Task requirements: Write out the listing below again, precisely as it is given.

________________________

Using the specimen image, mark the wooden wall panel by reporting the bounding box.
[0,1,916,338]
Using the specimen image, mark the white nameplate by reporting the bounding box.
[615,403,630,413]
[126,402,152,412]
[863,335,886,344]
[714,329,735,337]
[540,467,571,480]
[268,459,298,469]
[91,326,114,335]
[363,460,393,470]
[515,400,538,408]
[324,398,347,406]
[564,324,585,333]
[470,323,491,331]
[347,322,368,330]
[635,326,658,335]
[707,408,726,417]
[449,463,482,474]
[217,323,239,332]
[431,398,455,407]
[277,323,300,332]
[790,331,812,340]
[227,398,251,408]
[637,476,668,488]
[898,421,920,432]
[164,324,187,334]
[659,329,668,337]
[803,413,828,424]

________________________

Response to the exercise:
Using the specimen image, mark the wooden wall panel by reporting the bounding box.
[0,1,916,338]
Using the specimen image, mark the white nameplate by reporting the bounding box.
[615,403,630,413]
[126,402,152,412]
[863,335,886,344]
[714,329,735,337]
[540,467,571,480]
[268,459,298,469]
[91,326,114,335]
[363,460,393,470]
[515,400,538,408]
[324,398,347,406]
[564,324,585,333]
[470,323,491,331]
[347,322,368,330]
[635,326,658,335]
[707,408,726,417]
[449,463,482,474]
[217,323,239,332]
[431,398,455,407]
[277,323,300,332]
[790,331,812,340]
[227,398,251,408]
[637,476,668,488]
[898,421,920,432]
[164,324,187,334]
[659,329,668,337]
[803,413,828,424]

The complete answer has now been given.